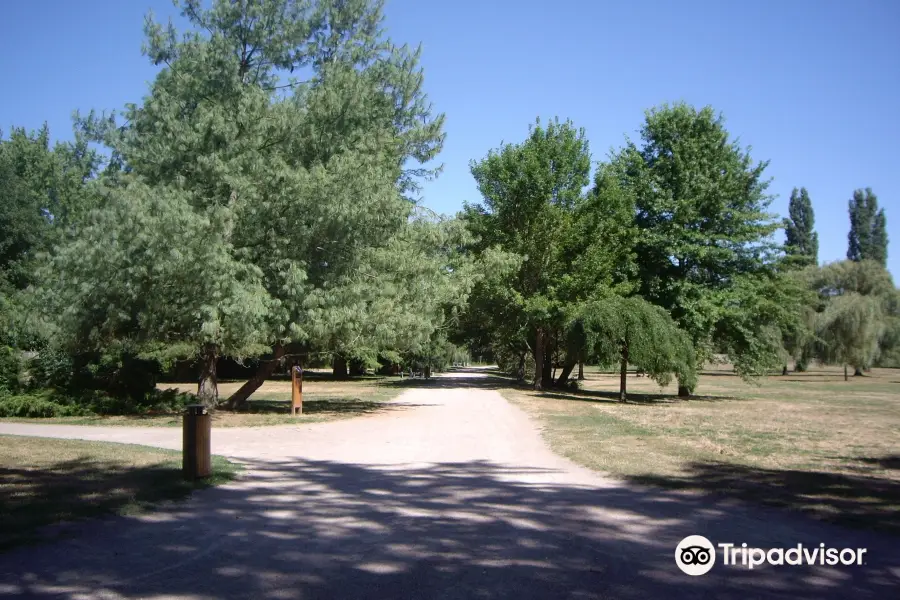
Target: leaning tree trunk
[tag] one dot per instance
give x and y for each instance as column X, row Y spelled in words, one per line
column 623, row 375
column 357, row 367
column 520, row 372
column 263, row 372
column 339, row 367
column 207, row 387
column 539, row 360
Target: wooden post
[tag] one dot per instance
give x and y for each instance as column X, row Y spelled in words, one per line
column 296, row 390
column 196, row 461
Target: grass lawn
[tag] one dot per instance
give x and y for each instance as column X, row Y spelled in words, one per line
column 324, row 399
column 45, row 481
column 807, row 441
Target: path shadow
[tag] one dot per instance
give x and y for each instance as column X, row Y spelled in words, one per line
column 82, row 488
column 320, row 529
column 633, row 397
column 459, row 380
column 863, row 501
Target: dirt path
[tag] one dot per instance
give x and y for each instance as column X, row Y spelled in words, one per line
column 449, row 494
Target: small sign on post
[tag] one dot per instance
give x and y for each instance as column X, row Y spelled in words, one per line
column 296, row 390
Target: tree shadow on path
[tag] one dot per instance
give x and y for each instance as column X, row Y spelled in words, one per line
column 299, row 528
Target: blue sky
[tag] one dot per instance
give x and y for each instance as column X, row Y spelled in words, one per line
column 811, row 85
______________________________
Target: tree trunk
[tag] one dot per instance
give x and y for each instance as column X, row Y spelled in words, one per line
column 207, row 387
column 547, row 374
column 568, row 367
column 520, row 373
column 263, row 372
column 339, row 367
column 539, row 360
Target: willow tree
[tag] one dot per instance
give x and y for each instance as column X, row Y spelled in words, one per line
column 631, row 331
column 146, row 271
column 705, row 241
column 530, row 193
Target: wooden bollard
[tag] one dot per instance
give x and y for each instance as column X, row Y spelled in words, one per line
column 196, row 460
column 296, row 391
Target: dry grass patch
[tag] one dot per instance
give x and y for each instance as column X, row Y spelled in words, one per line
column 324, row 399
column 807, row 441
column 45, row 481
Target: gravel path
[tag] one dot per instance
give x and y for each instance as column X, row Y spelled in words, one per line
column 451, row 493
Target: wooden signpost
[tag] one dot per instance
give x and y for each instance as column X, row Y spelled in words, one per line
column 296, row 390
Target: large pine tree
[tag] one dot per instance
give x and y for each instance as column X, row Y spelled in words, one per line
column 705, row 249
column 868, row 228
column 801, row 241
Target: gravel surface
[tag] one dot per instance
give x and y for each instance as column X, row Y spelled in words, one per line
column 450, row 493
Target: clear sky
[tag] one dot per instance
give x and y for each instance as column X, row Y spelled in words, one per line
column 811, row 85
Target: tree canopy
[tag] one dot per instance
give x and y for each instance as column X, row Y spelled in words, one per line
______________________________
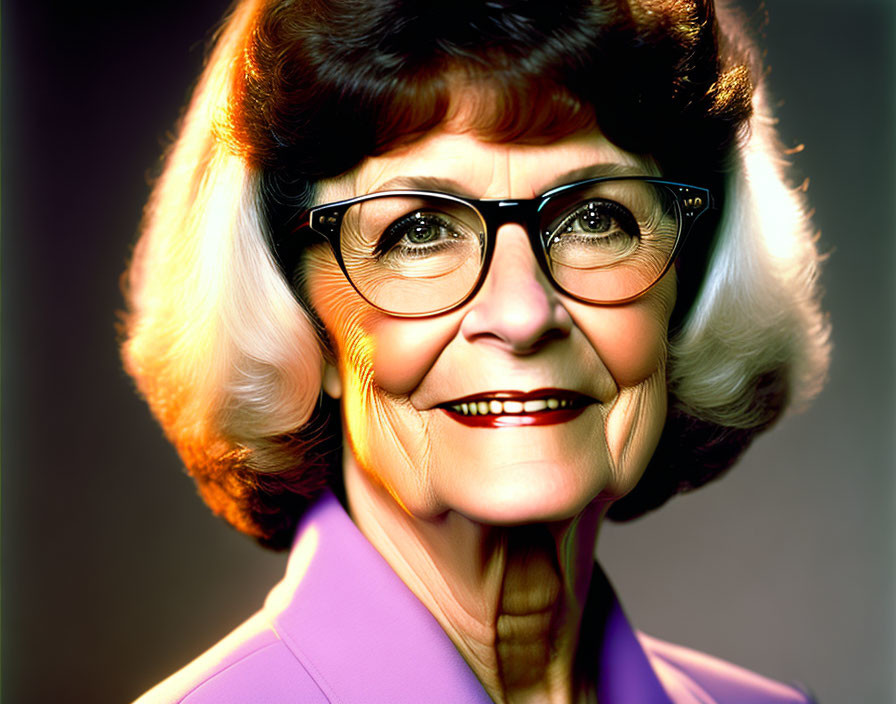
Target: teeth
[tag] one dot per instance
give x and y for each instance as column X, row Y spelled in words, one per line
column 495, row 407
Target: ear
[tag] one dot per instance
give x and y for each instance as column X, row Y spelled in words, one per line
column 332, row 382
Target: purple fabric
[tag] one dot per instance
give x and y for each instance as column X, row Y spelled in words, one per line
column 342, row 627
______________________________
WORK TO DO
Please pull out every line in the listing above that contains the word "wooden". Case counts.

FINISHED TASK
Target: wooden post
Target: wooden bollard
Target: wooden signpost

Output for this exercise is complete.